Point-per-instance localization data
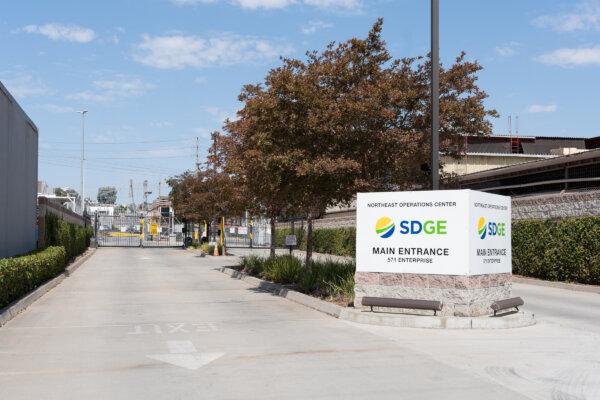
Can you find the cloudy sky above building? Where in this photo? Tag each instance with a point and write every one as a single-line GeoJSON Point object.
{"type": "Point", "coordinates": [156, 74]}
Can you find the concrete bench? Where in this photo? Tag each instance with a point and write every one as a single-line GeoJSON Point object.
{"type": "Point", "coordinates": [505, 304]}
{"type": "Point", "coordinates": [432, 305]}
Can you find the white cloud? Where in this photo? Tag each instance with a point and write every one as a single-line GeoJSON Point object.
{"type": "Point", "coordinates": [508, 49]}
{"type": "Point", "coordinates": [347, 5]}
{"type": "Point", "coordinates": [569, 57]}
{"type": "Point", "coordinates": [335, 5]}
{"type": "Point", "coordinates": [540, 108]}
{"type": "Point", "coordinates": [585, 16]}
{"type": "Point", "coordinates": [314, 26]}
{"type": "Point", "coordinates": [24, 85]}
{"type": "Point", "coordinates": [161, 124]}
{"type": "Point", "coordinates": [120, 86]}
{"type": "Point", "coordinates": [250, 4]}
{"type": "Point", "coordinates": [219, 114]}
{"type": "Point", "coordinates": [180, 51]}
{"type": "Point", "coordinates": [55, 108]}
{"type": "Point", "coordinates": [69, 33]}
{"type": "Point", "coordinates": [202, 133]}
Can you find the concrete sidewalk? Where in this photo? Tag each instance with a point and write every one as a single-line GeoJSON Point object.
{"type": "Point", "coordinates": [163, 324]}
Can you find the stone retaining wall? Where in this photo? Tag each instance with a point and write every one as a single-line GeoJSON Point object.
{"type": "Point", "coordinates": [556, 206]}
{"type": "Point", "coordinates": [461, 296]}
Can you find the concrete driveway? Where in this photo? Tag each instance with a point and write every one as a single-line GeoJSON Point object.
{"type": "Point", "coordinates": [163, 324]}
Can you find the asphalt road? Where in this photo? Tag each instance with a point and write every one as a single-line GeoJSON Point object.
{"type": "Point", "coordinates": [163, 324]}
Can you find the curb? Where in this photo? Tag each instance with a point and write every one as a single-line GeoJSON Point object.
{"type": "Point", "coordinates": [18, 306]}
{"type": "Point", "coordinates": [517, 320]}
{"type": "Point", "coordinates": [577, 287]}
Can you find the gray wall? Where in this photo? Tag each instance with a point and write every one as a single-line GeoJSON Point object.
{"type": "Point", "coordinates": [557, 205]}
{"type": "Point", "coordinates": [18, 178]}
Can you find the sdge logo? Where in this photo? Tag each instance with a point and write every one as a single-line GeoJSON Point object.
{"type": "Point", "coordinates": [385, 227]}
{"type": "Point", "coordinates": [490, 229]}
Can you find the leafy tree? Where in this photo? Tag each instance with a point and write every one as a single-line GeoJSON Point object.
{"type": "Point", "coordinates": [209, 193]}
{"type": "Point", "coordinates": [345, 120]}
{"type": "Point", "coordinates": [107, 195]}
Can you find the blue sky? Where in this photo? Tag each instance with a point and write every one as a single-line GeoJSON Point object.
{"type": "Point", "coordinates": [156, 74]}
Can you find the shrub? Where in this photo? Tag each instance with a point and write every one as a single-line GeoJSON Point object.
{"type": "Point", "coordinates": [74, 238]}
{"type": "Point", "coordinates": [333, 279]}
{"type": "Point", "coordinates": [210, 248]}
{"type": "Point", "coordinates": [323, 278]}
{"type": "Point", "coordinates": [336, 241]}
{"type": "Point", "coordinates": [20, 275]}
{"type": "Point", "coordinates": [564, 250]}
{"type": "Point", "coordinates": [252, 265]}
{"type": "Point", "coordinates": [282, 269]}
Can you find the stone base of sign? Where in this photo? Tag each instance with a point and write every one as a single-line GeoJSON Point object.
{"type": "Point", "coordinates": [461, 296]}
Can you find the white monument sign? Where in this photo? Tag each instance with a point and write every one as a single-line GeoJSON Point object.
{"type": "Point", "coordinates": [447, 232]}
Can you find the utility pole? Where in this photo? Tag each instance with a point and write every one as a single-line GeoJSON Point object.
{"type": "Point", "coordinates": [82, 201]}
{"type": "Point", "coordinates": [197, 156]}
{"type": "Point", "coordinates": [131, 195]}
{"type": "Point", "coordinates": [435, 94]}
{"type": "Point", "coordinates": [145, 195]}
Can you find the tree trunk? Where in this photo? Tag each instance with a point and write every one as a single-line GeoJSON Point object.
{"type": "Point", "coordinates": [309, 240]}
{"type": "Point", "coordinates": [273, 237]}
{"type": "Point", "coordinates": [223, 245]}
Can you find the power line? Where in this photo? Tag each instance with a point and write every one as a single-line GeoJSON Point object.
{"type": "Point", "coordinates": [117, 143]}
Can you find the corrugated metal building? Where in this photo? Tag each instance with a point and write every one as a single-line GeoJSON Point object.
{"type": "Point", "coordinates": [18, 178]}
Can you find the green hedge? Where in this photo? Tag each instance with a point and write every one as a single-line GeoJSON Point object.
{"type": "Point", "coordinates": [337, 241]}
{"type": "Point", "coordinates": [74, 238]}
{"type": "Point", "coordinates": [564, 250]}
{"type": "Point", "coordinates": [20, 275]}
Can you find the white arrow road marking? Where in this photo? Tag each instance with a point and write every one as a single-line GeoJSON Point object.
{"type": "Point", "coordinates": [183, 353]}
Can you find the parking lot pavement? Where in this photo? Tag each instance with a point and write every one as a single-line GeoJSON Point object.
{"type": "Point", "coordinates": [162, 323]}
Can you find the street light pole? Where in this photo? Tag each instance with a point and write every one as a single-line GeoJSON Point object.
{"type": "Point", "coordinates": [435, 94]}
{"type": "Point", "coordinates": [82, 201]}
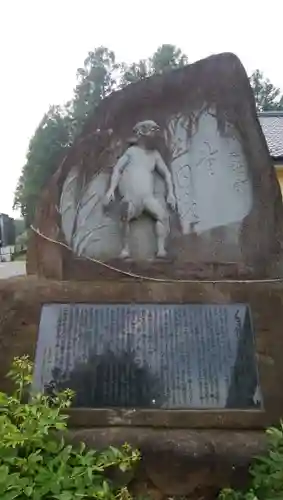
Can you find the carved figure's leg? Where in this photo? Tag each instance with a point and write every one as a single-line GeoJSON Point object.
{"type": "Point", "coordinates": [129, 215]}
{"type": "Point", "coordinates": [156, 210]}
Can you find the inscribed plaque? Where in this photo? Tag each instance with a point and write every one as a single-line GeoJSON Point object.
{"type": "Point", "coordinates": [169, 356]}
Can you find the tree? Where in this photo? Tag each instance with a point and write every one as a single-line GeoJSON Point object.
{"type": "Point", "coordinates": [99, 76]}
{"type": "Point", "coordinates": [267, 96]}
{"type": "Point", "coordinates": [46, 149]}
{"type": "Point", "coordinates": [96, 80]}
{"type": "Point", "coordinates": [165, 58]}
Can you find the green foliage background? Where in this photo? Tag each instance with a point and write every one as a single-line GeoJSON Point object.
{"type": "Point", "coordinates": [98, 77]}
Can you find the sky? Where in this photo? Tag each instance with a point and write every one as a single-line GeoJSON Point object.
{"type": "Point", "coordinates": [42, 43]}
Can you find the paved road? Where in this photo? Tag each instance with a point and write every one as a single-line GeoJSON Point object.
{"type": "Point", "coordinates": [9, 269]}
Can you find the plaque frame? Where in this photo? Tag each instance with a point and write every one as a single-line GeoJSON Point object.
{"type": "Point", "coordinates": [268, 358]}
{"type": "Point", "coordinates": [74, 322]}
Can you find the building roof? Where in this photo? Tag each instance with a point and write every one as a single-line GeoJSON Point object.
{"type": "Point", "coordinates": [272, 126]}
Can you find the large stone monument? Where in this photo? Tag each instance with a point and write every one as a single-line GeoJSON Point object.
{"type": "Point", "coordinates": [171, 178]}
{"type": "Point", "coordinates": [156, 292]}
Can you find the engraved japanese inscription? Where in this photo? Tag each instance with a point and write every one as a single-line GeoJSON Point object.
{"type": "Point", "coordinates": [149, 355]}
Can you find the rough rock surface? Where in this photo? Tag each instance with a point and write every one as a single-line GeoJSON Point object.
{"type": "Point", "coordinates": [228, 221]}
{"type": "Point", "coordinates": [184, 453]}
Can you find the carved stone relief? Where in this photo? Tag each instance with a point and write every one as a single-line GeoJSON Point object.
{"type": "Point", "coordinates": [127, 213]}
{"type": "Point", "coordinates": [209, 172]}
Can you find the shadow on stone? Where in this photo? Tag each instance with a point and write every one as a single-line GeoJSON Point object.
{"type": "Point", "coordinates": [110, 380]}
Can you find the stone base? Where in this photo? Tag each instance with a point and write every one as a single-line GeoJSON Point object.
{"type": "Point", "coordinates": [194, 464]}
{"type": "Point", "coordinates": [184, 453]}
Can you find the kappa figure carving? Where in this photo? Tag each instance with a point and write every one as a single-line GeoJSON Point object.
{"type": "Point", "coordinates": [133, 175]}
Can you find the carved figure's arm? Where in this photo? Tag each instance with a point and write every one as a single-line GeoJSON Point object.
{"type": "Point", "coordinates": [164, 171]}
{"type": "Point", "coordinates": [117, 171]}
{"type": "Point", "coordinates": [115, 177]}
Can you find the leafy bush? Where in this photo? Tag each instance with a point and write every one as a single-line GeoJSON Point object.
{"type": "Point", "coordinates": [35, 463]}
{"type": "Point", "coordinates": [266, 472]}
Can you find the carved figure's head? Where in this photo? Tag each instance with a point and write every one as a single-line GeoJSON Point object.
{"type": "Point", "coordinates": [146, 128]}
{"type": "Point", "coordinates": [145, 132]}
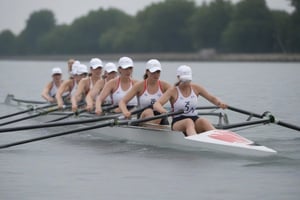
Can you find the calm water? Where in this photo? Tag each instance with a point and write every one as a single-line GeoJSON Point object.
{"type": "Point", "coordinates": [82, 167]}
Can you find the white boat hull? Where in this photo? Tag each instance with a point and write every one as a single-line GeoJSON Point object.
{"type": "Point", "coordinates": [166, 138]}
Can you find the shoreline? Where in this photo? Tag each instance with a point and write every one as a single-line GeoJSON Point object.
{"type": "Point", "coordinates": [201, 56]}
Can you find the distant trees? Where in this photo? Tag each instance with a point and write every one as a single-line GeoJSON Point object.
{"type": "Point", "coordinates": [169, 26]}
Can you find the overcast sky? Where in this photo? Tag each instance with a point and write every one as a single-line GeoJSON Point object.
{"type": "Point", "coordinates": [14, 13]}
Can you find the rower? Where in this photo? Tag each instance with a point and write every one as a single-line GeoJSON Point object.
{"type": "Point", "coordinates": [184, 96]}
{"type": "Point", "coordinates": [119, 86]}
{"type": "Point", "coordinates": [110, 72]}
{"type": "Point", "coordinates": [69, 87]}
{"type": "Point", "coordinates": [147, 91]}
{"type": "Point", "coordinates": [86, 84]}
{"type": "Point", "coordinates": [51, 88]}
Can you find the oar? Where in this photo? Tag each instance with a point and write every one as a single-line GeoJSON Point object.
{"type": "Point", "coordinates": [32, 108]}
{"type": "Point", "coordinates": [73, 122]}
{"type": "Point", "coordinates": [11, 97]}
{"type": "Point", "coordinates": [111, 122]}
{"type": "Point", "coordinates": [67, 116]}
{"type": "Point", "coordinates": [271, 118]}
{"type": "Point", "coordinates": [77, 113]}
{"type": "Point", "coordinates": [41, 112]}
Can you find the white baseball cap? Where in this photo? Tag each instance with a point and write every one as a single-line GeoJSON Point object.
{"type": "Point", "coordinates": [95, 63]}
{"type": "Point", "coordinates": [75, 65]}
{"type": "Point", "coordinates": [125, 62]}
{"type": "Point", "coordinates": [185, 73]}
{"type": "Point", "coordinates": [153, 65]}
{"type": "Point", "coordinates": [81, 69]}
{"type": "Point", "coordinates": [56, 70]}
{"type": "Point", "coordinates": [110, 67]}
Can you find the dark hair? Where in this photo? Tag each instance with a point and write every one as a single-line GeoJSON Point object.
{"type": "Point", "coordinates": [177, 83]}
{"type": "Point", "coordinates": [145, 75]}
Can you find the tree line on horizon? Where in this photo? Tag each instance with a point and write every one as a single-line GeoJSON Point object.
{"type": "Point", "coordinates": [248, 26]}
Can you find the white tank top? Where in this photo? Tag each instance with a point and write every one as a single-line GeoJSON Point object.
{"type": "Point", "coordinates": [119, 94]}
{"type": "Point", "coordinates": [73, 91]}
{"type": "Point", "coordinates": [146, 98]}
{"type": "Point", "coordinates": [53, 90]}
{"type": "Point", "coordinates": [188, 104]}
{"type": "Point", "coordinates": [108, 99]}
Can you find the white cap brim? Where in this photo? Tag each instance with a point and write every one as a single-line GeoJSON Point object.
{"type": "Point", "coordinates": [154, 69]}
{"type": "Point", "coordinates": [185, 77]}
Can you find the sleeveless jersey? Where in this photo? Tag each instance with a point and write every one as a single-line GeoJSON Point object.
{"type": "Point", "coordinates": [53, 90]}
{"type": "Point", "coordinates": [73, 91]}
{"type": "Point", "coordinates": [119, 94]}
{"type": "Point", "coordinates": [188, 104]}
{"type": "Point", "coordinates": [146, 98]}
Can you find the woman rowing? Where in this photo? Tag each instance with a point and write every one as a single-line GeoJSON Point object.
{"type": "Point", "coordinates": [110, 72]}
{"type": "Point", "coordinates": [68, 87]}
{"type": "Point", "coordinates": [184, 96]}
{"type": "Point", "coordinates": [118, 87]}
{"type": "Point", "coordinates": [147, 91]}
{"type": "Point", "coordinates": [51, 88]}
{"type": "Point", "coordinates": [86, 84]}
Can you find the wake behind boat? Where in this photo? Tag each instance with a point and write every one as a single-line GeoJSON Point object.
{"type": "Point", "coordinates": [161, 135]}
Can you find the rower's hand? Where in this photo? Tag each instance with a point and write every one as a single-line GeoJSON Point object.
{"type": "Point", "coordinates": [60, 106]}
{"type": "Point", "coordinates": [222, 105]}
{"type": "Point", "coordinates": [51, 100]}
{"type": "Point", "coordinates": [74, 108]}
{"type": "Point", "coordinates": [127, 114]}
{"type": "Point", "coordinates": [89, 108]}
{"type": "Point", "coordinates": [98, 111]}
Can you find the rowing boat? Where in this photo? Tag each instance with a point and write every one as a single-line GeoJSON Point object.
{"type": "Point", "coordinates": [162, 136]}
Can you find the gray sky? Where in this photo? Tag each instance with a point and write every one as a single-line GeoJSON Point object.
{"type": "Point", "coordinates": [14, 13]}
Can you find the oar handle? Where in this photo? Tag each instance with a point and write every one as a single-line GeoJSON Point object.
{"type": "Point", "coordinates": [287, 125]}
{"type": "Point", "coordinates": [245, 112]}
{"type": "Point", "coordinates": [271, 118]}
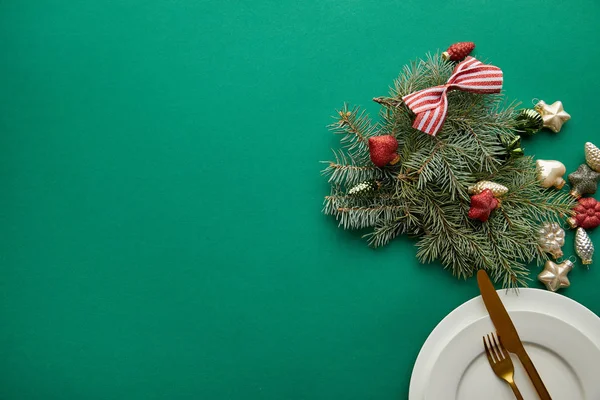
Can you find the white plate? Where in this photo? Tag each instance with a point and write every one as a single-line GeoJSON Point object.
{"type": "Point", "coordinates": [566, 360]}
{"type": "Point", "coordinates": [535, 300]}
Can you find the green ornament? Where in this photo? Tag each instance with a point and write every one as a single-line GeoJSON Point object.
{"type": "Point", "coordinates": [529, 121]}
{"type": "Point", "coordinates": [364, 188]}
{"type": "Point", "coordinates": [512, 145]}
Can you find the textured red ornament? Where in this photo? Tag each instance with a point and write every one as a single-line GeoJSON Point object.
{"type": "Point", "coordinates": [383, 150]}
{"type": "Point", "coordinates": [587, 214]}
{"type": "Point", "coordinates": [458, 51]}
{"type": "Point", "coordinates": [482, 205]}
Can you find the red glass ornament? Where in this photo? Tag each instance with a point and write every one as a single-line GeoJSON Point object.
{"type": "Point", "coordinates": [587, 214]}
{"type": "Point", "coordinates": [482, 205]}
{"type": "Point", "coordinates": [458, 51]}
{"type": "Point", "coordinates": [383, 150]}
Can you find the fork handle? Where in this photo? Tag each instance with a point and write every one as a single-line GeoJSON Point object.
{"type": "Point", "coordinates": [513, 386]}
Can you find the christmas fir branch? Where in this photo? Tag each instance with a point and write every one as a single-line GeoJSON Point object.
{"type": "Point", "coordinates": [426, 194]}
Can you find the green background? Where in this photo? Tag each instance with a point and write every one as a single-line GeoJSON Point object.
{"type": "Point", "coordinates": [161, 229]}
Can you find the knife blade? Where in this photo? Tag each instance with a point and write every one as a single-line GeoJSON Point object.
{"type": "Point", "coordinates": [507, 331]}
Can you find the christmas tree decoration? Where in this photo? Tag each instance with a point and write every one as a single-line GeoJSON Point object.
{"type": "Point", "coordinates": [592, 156]}
{"type": "Point", "coordinates": [584, 246]}
{"type": "Point", "coordinates": [512, 145]}
{"type": "Point", "coordinates": [497, 189]}
{"type": "Point", "coordinates": [554, 275]}
{"type": "Point", "coordinates": [482, 205]}
{"type": "Point", "coordinates": [550, 173]}
{"type": "Point", "coordinates": [583, 181]}
{"type": "Point", "coordinates": [383, 150]}
{"type": "Point", "coordinates": [458, 51]}
{"type": "Point", "coordinates": [529, 122]}
{"type": "Point", "coordinates": [552, 239]}
{"type": "Point", "coordinates": [426, 194]}
{"type": "Point", "coordinates": [587, 214]}
{"type": "Point", "coordinates": [431, 105]}
{"type": "Point", "coordinates": [365, 188]}
{"type": "Point", "coordinates": [554, 114]}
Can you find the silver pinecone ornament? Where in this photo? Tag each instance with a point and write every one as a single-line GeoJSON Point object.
{"type": "Point", "coordinates": [584, 246]}
{"type": "Point", "coordinates": [592, 156]}
{"type": "Point", "coordinates": [551, 239]}
{"type": "Point", "coordinates": [496, 188]}
{"type": "Point", "coordinates": [364, 188]}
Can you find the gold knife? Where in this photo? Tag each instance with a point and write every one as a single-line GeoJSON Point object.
{"type": "Point", "coordinates": [507, 332]}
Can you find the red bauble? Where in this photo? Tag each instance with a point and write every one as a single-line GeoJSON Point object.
{"type": "Point", "coordinates": [482, 205]}
{"type": "Point", "coordinates": [587, 214]}
{"type": "Point", "coordinates": [458, 51]}
{"type": "Point", "coordinates": [383, 150]}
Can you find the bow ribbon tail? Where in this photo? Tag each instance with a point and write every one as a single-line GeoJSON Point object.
{"type": "Point", "coordinates": [431, 105]}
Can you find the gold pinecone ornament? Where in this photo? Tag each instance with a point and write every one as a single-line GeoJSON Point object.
{"type": "Point", "coordinates": [497, 189]}
{"type": "Point", "coordinates": [584, 246]}
{"type": "Point", "coordinates": [551, 239]}
{"type": "Point", "coordinates": [592, 156]}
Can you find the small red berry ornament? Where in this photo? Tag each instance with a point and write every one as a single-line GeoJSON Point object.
{"type": "Point", "coordinates": [587, 214]}
{"type": "Point", "coordinates": [458, 51]}
{"type": "Point", "coordinates": [482, 205]}
{"type": "Point", "coordinates": [383, 150]}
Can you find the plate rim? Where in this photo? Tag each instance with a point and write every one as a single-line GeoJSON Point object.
{"type": "Point", "coordinates": [472, 309]}
{"type": "Point", "coordinates": [522, 319]}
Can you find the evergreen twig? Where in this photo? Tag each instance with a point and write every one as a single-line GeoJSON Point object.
{"type": "Point", "coordinates": [425, 195]}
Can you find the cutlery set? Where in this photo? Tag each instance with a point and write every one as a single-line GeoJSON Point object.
{"type": "Point", "coordinates": [498, 348]}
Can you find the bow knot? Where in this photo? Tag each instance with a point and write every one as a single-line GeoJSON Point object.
{"type": "Point", "coordinates": [431, 105]}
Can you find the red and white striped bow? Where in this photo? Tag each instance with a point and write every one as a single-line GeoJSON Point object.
{"type": "Point", "coordinates": [431, 104]}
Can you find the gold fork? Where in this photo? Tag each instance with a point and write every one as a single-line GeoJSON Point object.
{"type": "Point", "coordinates": [500, 362]}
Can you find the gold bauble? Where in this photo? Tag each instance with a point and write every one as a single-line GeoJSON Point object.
{"type": "Point", "coordinates": [554, 275]}
{"type": "Point", "coordinates": [496, 188]}
{"type": "Point", "coordinates": [554, 114]}
{"type": "Point", "coordinates": [550, 173]}
{"type": "Point", "coordinates": [592, 156]}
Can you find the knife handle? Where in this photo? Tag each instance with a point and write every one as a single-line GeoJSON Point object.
{"type": "Point", "coordinates": [534, 376]}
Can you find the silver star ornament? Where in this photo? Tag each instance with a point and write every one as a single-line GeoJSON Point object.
{"type": "Point", "coordinates": [554, 115]}
{"type": "Point", "coordinates": [554, 275]}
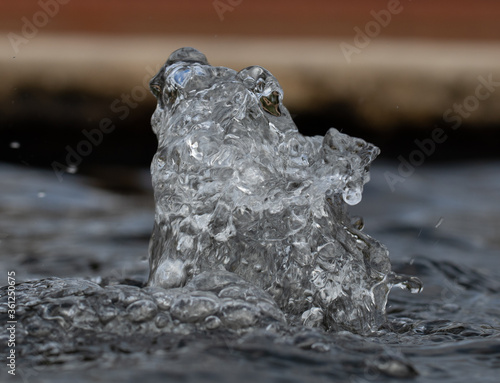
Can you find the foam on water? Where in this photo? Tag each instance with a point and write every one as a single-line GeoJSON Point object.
{"type": "Point", "coordinates": [238, 188]}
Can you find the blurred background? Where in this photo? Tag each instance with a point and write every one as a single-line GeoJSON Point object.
{"type": "Point", "coordinates": [420, 79]}
{"type": "Point", "coordinates": [383, 70]}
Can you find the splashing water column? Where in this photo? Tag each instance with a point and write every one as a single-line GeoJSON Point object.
{"type": "Point", "coordinates": [239, 189]}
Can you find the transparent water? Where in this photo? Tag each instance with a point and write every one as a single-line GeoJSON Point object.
{"type": "Point", "coordinates": [238, 188]}
{"type": "Point", "coordinates": [84, 313]}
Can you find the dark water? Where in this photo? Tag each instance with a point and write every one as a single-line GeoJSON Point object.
{"type": "Point", "coordinates": [442, 224]}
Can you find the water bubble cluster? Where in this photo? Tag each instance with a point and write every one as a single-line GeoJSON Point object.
{"type": "Point", "coordinates": [238, 188]}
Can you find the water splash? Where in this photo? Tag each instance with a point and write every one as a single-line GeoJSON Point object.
{"type": "Point", "coordinates": [238, 188]}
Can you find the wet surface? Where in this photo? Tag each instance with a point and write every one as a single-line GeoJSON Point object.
{"type": "Point", "coordinates": [441, 224]}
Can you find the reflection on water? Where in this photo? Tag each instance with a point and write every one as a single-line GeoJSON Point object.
{"type": "Point", "coordinates": [442, 225]}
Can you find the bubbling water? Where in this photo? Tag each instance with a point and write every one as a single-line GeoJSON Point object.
{"type": "Point", "coordinates": [239, 189]}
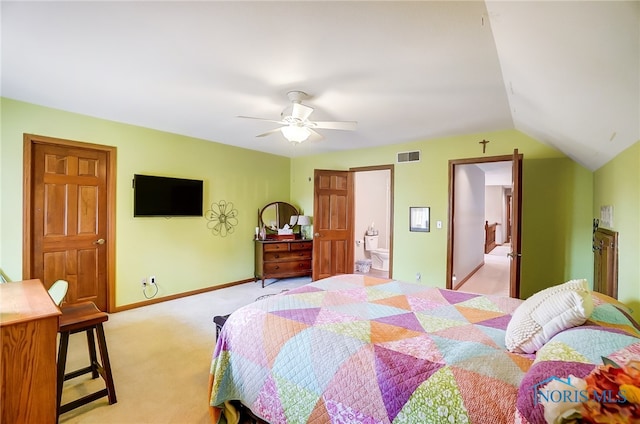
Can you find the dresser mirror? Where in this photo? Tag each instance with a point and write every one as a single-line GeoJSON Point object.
{"type": "Point", "coordinates": [276, 215]}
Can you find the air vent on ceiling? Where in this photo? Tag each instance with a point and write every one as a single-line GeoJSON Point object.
{"type": "Point", "coordinates": [409, 156]}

**Work item:** A verbatim transcription is required of the lines from the one with "Can you find the dresser" through the final line of the entries above, and of nothing else.

**Task solution:**
Can you find the dresser mirror? Where in this photo? Tag each instance with a point and write every one as a single-line GeoJSON Point object.
{"type": "Point", "coordinates": [276, 215]}
Can you find the air vent on ceiling? Where in this photo? Tag each instance with a point and write every one as a single-line GeoJSON Point object.
{"type": "Point", "coordinates": [409, 156]}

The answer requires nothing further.